解くべき問題:
**a)** インタビューで、3時間くらいあるのにあっという間に観れると語られている映画は何か。
**b)** レコードのうち「green」という語を含む行を数え、その数だけを答えてください。

+++ 抜粋箇所 +++

コミックナタリー Power Push - マーガレットコミックス特集 あの頃も、これからも!一生少女マンガ宣言 第14回 いくえみ綾「I LOVE HER」「バラ色の明日」「太陽が見ている(かもしれないから)」
人間を鋭く切りとるいくえみ節
テンポが悪いのが一番嫌
──先ほどセリフでネームを作っていくとお話しされていましたが、キャラ同士の会話が口語的というか、テンポがとてもよいのもいくえみ作品の魅力ですね。
テンポが悪いのが一番嫌なんです。無駄なセリフとか、無駄なコマとか、無駄なモノローグとか……。つっかからないように、同じことを言わないように。無駄なことを言わないように作ってますね。
──ご自身が鑑賞する側でも、テンポのいい作品が好きですか?
そうですね。映画でもテレビでも、モタモタしていると嫌になります。映画は「ブルース・ブラザーズ」「シャイニング」「セブン」がすごく好きですね。
──サスペンスやホラーもお好きなんですね。
ホラー好きなんですけど、いちいち怖がってるシーンが多かったりすると、途中で観るのをやめてしまったりもします。あとは「アマデウス」が大好き。3時間くらいあるけど、あっという間に観れちゃうんです。無駄がないから。日本のTVドラマだと、最近では「デート~恋とはどんなものかしら~」がすごく面白かったです。
──杏さんと長谷川博己さんの掛け合いのテンポが、とてもよかったですね。
同じ脚本家さん(古沢良太)の「リーガル・ハイ」もよかったですねえ。無駄なことが何ひとつない。
──いくえみ先生の頭の中では、ほっといてもキャラクターたちが勝手にしゃべってくれる感じでしょうか?
そうですね。割としゃべってます。ネーム直すときも、セリフは最初に描いたままなことが多いかな。

+++ 提供資料 +++

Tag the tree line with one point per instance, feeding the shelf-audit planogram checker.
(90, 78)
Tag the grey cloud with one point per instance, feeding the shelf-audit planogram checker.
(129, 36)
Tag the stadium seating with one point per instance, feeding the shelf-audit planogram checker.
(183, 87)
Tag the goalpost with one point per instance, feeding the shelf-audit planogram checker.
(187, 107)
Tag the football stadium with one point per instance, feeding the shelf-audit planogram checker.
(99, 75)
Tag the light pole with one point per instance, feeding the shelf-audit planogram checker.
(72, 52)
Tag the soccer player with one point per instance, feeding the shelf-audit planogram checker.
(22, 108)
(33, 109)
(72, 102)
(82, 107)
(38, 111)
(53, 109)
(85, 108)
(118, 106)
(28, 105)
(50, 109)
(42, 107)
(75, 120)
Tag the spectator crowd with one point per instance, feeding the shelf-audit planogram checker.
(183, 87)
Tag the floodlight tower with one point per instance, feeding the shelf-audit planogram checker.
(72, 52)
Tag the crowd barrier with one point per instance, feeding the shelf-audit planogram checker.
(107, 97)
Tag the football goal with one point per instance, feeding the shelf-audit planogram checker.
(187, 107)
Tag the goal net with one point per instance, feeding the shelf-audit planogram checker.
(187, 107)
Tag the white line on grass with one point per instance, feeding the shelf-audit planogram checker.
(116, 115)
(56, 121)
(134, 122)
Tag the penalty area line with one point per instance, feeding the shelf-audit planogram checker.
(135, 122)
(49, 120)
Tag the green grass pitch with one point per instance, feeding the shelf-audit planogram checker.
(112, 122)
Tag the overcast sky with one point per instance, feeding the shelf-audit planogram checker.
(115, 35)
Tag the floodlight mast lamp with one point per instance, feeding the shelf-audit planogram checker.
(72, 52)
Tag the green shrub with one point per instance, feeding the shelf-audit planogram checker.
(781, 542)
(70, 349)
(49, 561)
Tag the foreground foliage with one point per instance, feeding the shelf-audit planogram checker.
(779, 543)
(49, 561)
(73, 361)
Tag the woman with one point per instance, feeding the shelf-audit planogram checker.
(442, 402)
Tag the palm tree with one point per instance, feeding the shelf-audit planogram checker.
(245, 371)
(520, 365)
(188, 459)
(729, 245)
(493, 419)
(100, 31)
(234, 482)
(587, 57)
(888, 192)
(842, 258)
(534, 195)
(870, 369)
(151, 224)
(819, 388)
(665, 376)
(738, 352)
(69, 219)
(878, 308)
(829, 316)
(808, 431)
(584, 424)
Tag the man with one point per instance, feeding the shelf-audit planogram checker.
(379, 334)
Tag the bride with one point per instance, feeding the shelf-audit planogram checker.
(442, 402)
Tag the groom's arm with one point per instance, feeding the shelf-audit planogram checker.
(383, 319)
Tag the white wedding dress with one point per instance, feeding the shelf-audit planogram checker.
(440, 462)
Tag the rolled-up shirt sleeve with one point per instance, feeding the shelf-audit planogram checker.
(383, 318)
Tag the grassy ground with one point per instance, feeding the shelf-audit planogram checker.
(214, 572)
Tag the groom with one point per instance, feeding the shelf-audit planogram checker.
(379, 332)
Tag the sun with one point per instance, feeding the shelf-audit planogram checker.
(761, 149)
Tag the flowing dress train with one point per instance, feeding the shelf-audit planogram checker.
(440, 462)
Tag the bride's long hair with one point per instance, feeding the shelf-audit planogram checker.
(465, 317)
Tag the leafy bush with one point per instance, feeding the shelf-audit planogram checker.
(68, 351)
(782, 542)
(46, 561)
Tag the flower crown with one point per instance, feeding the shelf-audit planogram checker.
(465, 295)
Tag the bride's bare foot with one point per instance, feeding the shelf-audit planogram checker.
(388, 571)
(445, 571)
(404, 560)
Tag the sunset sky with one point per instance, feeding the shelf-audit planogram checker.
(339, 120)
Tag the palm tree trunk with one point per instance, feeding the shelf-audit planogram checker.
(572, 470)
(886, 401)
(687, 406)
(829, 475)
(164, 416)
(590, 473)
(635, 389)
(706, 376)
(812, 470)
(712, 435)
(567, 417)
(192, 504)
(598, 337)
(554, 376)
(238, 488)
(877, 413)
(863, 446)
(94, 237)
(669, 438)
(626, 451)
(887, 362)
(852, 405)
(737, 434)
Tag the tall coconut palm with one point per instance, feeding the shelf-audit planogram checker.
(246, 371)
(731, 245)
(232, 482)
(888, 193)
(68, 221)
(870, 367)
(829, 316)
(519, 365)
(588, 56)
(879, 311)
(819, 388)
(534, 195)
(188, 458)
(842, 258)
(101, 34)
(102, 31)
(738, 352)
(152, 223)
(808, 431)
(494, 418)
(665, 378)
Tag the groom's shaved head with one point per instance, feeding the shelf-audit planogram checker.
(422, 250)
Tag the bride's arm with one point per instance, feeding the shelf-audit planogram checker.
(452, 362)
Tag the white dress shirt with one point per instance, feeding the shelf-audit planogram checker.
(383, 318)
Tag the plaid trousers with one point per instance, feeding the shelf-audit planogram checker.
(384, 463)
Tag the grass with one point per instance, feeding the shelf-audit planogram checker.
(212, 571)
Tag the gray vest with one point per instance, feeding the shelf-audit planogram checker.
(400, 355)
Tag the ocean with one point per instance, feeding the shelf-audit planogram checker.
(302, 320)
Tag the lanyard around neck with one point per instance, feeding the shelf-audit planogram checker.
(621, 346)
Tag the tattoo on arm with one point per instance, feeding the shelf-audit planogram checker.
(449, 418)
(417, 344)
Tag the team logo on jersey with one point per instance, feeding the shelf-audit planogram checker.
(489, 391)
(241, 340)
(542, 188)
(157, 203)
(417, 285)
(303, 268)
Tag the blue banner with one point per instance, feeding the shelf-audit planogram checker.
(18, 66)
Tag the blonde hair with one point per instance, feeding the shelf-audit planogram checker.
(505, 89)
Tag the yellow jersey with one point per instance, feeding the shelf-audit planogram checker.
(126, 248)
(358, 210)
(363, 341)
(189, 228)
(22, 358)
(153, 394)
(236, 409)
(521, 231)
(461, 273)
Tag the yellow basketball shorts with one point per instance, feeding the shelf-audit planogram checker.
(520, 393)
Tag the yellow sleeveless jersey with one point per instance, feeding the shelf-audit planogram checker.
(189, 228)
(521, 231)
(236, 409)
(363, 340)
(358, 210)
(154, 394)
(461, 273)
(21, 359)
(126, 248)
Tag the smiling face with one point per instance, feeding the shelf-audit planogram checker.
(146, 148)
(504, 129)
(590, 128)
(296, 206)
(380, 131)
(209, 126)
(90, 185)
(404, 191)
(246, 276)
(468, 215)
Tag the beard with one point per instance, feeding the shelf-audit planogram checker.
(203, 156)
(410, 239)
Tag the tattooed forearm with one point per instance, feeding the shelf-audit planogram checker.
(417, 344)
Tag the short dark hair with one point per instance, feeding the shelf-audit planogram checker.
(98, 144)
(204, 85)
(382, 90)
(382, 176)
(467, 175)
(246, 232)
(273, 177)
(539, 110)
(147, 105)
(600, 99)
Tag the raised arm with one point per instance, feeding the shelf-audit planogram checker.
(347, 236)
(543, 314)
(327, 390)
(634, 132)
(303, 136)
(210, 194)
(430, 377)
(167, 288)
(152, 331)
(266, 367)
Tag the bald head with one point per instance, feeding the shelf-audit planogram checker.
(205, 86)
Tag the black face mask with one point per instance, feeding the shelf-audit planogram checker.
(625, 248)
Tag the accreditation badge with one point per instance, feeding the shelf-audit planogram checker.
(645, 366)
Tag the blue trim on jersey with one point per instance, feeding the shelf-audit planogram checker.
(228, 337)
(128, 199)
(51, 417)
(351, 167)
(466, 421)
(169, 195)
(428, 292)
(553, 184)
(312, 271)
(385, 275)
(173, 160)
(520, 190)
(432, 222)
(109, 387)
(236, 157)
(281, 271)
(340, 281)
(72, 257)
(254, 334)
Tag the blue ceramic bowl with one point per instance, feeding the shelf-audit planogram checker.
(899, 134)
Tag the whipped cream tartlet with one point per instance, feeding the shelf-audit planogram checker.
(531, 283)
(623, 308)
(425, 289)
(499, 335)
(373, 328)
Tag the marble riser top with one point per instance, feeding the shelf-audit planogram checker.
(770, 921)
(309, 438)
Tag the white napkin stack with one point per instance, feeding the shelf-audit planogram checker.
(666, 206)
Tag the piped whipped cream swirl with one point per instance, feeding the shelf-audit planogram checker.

+++

課題別の出力:
**a)** 「アマデウス」

**b)** 2